▶ **READING PASSAGE**
--
In Oak Creek Canyon, California, we join Horrocks as she experiences a terrifying natural waterslide, careening down algae-slick rock and plunging into bracing, four-degree water. Finally, closer to home, Horrocks visits a brother and beaches in Perth and then heads to Sussex, England to reminisce about her time at the University of York where she completed a thesis analysing family travels and women’s travel journals; study which clearly established a lifetime theme.

“In Aotearoa, swimming is what people do.”

Happily, Horrocks treats her version of travel writing as an opportunity to explore the interconnections between people and their places, communities and their impact on the natural world. She points out the impact of development, tourism, global warming and colonisation, not shy to acknowledge her contribution to all of the above in some way. Plus, she never pretends to be a lone explorer, always recognising and discussing her roles as daughter, wife, teacher, creative, mother, daughter-in-law and sister. She understands that everywhere and everyone is part of an ecosystem (or several).

Observations of her own twin daughters, Lena and Natasha, add notes of joy and levity to some of her weightier contemplations. The chapter concerning Arcosanti seems to encapsulate many of the themes found in Horrocks’ other essays: family, fragility, sustainability, hope, nature, collapse, beauty, strength and failure. (Arcosanti is a striking but imperfect utopian community in Arizona, founded by Italian-born architect and urban designer Paolo Soleri, who was accused of sexual abuse by his daughter.)

If Where We Swim is starting to sound too exotic for the times, rest assured that Horrocks writes about Aotearoa and our particular ecological and societal challenges also. Her at-home chapters feature wai you will likely be familiar with: Days Bay, Onetangi in Waiheke, Kāpiti coast, Tokomaru river and Raglan.

Horrocks discusses the pollution of our waterways, Wellington whale visits, taniwha and the recognition of Whanganui river’s legal personhood. She understands that swimming, for island dwellers like us, is restorative, affirming and unifying and the places we swim are vital to all our cultures, industries and life forms.

Or, as Horrocks simply states, “In Aotearoa, swimming is what people do.”

Beautiful, surprising, mysterious, deep and reflective, Where We Swim is a book that is much like the bodies of water we never forget.
--
▶ **ITEMS**
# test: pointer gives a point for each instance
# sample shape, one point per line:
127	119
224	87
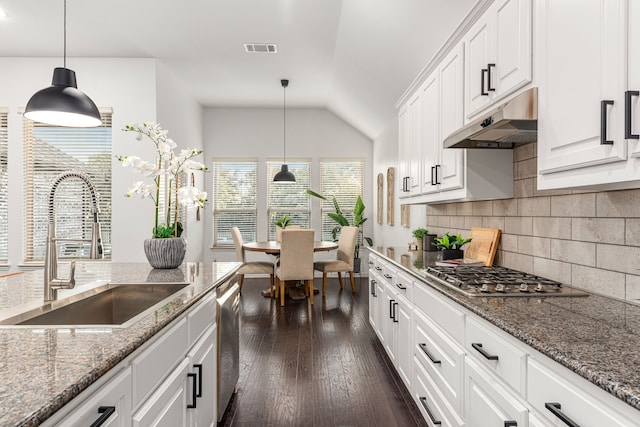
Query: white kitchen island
44	369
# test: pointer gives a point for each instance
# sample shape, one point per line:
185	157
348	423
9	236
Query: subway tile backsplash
586	239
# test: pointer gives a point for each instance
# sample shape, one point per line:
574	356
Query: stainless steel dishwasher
228	318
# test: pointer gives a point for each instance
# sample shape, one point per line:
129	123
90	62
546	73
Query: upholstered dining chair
343	261
296	260
253	267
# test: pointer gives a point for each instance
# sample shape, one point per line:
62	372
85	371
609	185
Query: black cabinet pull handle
489	67
423	347
198	366
106	412
628	116
482	351
193	395
423	400
483	73
603	122
555	407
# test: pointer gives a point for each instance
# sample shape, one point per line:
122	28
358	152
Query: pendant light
284	175
62	104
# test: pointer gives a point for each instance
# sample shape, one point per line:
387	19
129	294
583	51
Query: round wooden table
273	248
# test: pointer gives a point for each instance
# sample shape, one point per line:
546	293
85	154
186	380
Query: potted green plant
281	224
166	248
342	221
419	234
451	245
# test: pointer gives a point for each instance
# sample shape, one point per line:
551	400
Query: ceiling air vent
260	48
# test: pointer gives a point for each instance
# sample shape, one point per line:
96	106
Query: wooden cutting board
483	245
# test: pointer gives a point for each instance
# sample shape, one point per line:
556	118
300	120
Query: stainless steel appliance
512	123
478	281
228	320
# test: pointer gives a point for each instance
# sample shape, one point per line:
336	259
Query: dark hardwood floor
320	366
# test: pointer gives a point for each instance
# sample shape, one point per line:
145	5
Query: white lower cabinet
167	406
561	397
170	381
440	358
487	403
464	371
434	408
203	366
111	404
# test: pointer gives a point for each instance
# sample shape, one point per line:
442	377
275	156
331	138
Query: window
--
List the places that the book review says Horrocks' at-home chapters feature.

- Days Bay
- Onetangi in Waiheke
- Kāpiti coast
- Tokomaru river
- Raglan